____ The input
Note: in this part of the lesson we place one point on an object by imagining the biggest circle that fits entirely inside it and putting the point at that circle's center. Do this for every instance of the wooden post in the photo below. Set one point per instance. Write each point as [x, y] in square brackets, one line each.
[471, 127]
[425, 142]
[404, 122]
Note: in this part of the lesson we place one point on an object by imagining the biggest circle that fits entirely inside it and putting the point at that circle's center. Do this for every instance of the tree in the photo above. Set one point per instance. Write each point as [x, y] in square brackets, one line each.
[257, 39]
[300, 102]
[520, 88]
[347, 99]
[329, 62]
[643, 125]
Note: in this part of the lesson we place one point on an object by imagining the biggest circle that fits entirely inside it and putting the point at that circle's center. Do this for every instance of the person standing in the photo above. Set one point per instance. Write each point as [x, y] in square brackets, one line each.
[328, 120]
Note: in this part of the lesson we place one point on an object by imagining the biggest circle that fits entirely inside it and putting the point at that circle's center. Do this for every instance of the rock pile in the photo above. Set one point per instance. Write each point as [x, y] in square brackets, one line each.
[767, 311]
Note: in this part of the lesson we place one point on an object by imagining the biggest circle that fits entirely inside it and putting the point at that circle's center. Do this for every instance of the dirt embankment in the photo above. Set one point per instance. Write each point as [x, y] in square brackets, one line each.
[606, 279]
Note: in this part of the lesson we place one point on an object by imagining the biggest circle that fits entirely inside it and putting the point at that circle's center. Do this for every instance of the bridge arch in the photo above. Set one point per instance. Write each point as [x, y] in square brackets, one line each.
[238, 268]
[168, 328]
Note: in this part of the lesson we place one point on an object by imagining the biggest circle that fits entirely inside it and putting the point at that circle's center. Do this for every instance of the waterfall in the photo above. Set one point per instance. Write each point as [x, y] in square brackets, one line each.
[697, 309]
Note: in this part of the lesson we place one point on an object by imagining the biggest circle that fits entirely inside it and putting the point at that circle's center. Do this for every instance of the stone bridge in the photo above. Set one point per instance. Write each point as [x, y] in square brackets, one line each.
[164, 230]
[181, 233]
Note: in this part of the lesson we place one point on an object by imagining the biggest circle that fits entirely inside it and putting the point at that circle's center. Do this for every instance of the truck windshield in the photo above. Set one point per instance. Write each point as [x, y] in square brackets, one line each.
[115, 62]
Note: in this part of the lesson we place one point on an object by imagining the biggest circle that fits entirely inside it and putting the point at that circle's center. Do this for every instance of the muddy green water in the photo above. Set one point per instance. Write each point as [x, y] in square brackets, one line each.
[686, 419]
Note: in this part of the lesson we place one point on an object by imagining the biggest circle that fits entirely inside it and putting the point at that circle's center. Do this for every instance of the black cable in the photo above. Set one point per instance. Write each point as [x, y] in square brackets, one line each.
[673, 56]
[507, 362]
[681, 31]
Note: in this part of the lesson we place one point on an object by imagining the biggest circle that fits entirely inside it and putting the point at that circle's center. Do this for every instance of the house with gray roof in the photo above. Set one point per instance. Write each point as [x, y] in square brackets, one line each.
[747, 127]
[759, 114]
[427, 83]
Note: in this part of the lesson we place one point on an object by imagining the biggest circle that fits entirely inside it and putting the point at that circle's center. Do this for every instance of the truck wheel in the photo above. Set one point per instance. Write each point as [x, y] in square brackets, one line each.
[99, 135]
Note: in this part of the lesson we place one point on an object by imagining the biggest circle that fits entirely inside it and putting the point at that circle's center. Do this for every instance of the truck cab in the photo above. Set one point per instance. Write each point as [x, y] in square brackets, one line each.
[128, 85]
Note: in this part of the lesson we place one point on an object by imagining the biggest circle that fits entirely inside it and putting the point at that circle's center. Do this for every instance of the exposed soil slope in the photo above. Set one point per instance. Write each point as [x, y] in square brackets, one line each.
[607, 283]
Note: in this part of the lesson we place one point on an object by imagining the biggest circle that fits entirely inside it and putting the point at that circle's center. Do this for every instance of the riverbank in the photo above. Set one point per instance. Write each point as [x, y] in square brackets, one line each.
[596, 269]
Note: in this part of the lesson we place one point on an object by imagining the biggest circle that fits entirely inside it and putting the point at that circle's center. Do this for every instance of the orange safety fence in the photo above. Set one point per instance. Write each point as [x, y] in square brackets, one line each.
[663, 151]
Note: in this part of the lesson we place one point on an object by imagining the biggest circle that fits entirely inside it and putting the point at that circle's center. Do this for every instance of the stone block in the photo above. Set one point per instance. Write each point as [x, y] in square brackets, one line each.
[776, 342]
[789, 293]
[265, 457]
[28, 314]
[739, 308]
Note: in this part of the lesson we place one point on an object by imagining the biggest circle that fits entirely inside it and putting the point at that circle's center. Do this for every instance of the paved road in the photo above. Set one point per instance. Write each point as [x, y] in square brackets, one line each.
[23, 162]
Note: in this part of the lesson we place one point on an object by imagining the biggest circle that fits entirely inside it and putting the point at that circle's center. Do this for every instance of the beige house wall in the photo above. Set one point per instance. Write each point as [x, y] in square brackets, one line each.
________
- [Your task]: Reprint the whole listing above exactly.

- [Finished exercise]:
Note: in this part of the lesson we place one point on an object by imagining the biggest circle that fits entirely inside it and putting the point at that circle's center. Do this for every instance of the wooden post in the photo below. Set one point per instance. Write each point as [x, y] in square brackets, one line each.
[471, 127]
[425, 142]
[404, 122]
Note: in this part of the lesson we place one point on an object by imagining the biggest circle that fits entirely inside it and putting the point at that circle's center. Do this for every instance of the tree in the photo above. Set one point per instance. Write each point as [x, y] in square brackets, one line each.
[257, 39]
[300, 102]
[520, 88]
[347, 99]
[329, 62]
[643, 125]
Note: in this part of the lesson we place one point on an object by imagining the biggest circle that fits entirely inside it and putting the point at that circle's center. Do this for every instance of the person standing in the photo above. Set one point per instance. Write each point as [x, y] in square brackets, one line each.
[328, 120]
Note: in this part of the lesson we place one point on an object by imagining the biggest circle that fits entirely inside it and putting the point at that circle's center. Do this for every instance of the rock pile in the photo above. Set one point per instance. Write each point as [x, y] in square brackets, one line each.
[767, 311]
Note: in this part of the lesson we place one point on an object by imagining the biggest circle that fits entirely inside it and putting the point at that circle's center. Do this for every instance of the dirt embankment in the photo above. Set one point per instance. Write each point as [x, y] in square brackets, one line each.
[606, 279]
Note: in this part of the lesson we place one point on an object by imagining the biggest circle that fits entirely inside it and putting the point at that circle's center. Do this for every instance of the bridge arch in the photo above. Set one point per instance. Write each point as [x, y] in square brackets, one line each.
[238, 268]
[168, 328]
Note: in this part of the lesson we place one point on an object by imagining the biggest circle that fits entirely inside it and putting the point at that circle's center. Do this for every instance of the waterfall in the photo above. Set one point per instance. Write each point as [x, y] in square brackets, one line each.
[697, 309]
Note: in this part of the lesson we place one point on an object by imagining the biggest circle that fits entirely inside it and putting the point at that circle's center. Do this for every instance of the stone bridge in the photo above. Set one point per instance. Write each point as [x, y] in square brackets, one line each.
[164, 230]
[181, 233]
Note: in this part of the lesson we place one point on an object by imagining the biggest circle that fits entirely inside it and putting the point at that circle's center. Do this for every instance of the truck windshield in the photo above. Set one point per instance. Write each point as [x, y] in square brackets, one line each.
[115, 62]
Note: in this part of the lesson we place one point on an object by imagining the biggest circle that fits entirely inside it and putting the point at that circle's center. Do this for every instance of the muddy green water in the photo above. Set one point per instance. Write each point as [x, y] in square brackets, one line each.
[686, 419]
Note: in this part of the lesson we place one point on an object by imagining the biggest circle that fits entirely inside it and putting the point at that circle's center. Do this for every instance of the black cable in the photo above. Set one point per instance. Write each point as [x, y] in square brackets, one line each.
[673, 56]
[507, 362]
[681, 31]
Note: in this part of the lesson we place one point on an object by imagining the biggest circle that fits entirely inside it and putting the point at that circle's center. Do this for every instance of the house with gray roof in the photo above. Set one point per instance. Write each point as [x, y] in square brackets, one line each.
[747, 127]
[759, 114]
[427, 83]
Note: in this part of the lesson we place one point on an object by imagining the biggest circle that fits entirely inside it and putting the point at that circle's center. Do this for every instance of the truck wheel in the photo above. Set one point per instance. Write each point as [x, y] in square brackets, one line each.
[99, 135]
Note: in this part of the lesson we place one point on an object by imagining the biggest circle that fits entirely inside it and putting the point at that circle's center. Do this for every instance of the truck cab in the photo above. Set one point per instance. Write each point as [x, y] in square brackets, one line each.
[128, 85]
Note: in this part of the lesson we place one point on an object by imagining the biggest circle that fits entirely inside it and putting the point at that circle's center. Do this for every instance of the exposed soil slope in the photo above. Set one point per instance. Write each point as [x, y] in square brackets, one line each.
[607, 283]
Note: in this part of the lesson we place one point on an object by imagining the biggest circle that fits entirely inside it and putting the point at that circle's center. Do this for every instance of the riverbank in the photo above. Set one point per instance. Write each point as [x, y] in square brackets, one line each.
[596, 269]
Note: in this part of the lesson we place one point on an object by imagining the biggest circle that fits entirely inside it and putting the point at that circle's center. Do this for every instance of the orange safety fence in the photo above. Set one point per instance. Write each point as [x, y] in square brackets, one line each.
[663, 151]
Note: in this part of the lesson we place one point on an object by imagining the biggest circle that fits entirely inside it and putting the point at that circle's center. Do this for every instance of the stone block in the photo above. Set one point per instance. Write each point as [x, y] in square brackets, one line each.
[776, 342]
[789, 293]
[265, 457]
[28, 314]
[739, 308]
Note: in this part of the lesson we place one point on an object by imagining the biggest circle that fits entirely inside it and putting the point at that circle's center. Do this for every instance of the paved road in the photo above. Set one point per instance. Write each point as [x, y] in square brackets, one line each.
[23, 162]
Note: in this part of the lesson we place one point on an object by imagining the biggest circle that fits entirely inside it and putting the point at that circle's center. Do this for every instance of the beige house wall in the photo above. Set one point per instance. Write each point as [x, y] in square brackets, one line each.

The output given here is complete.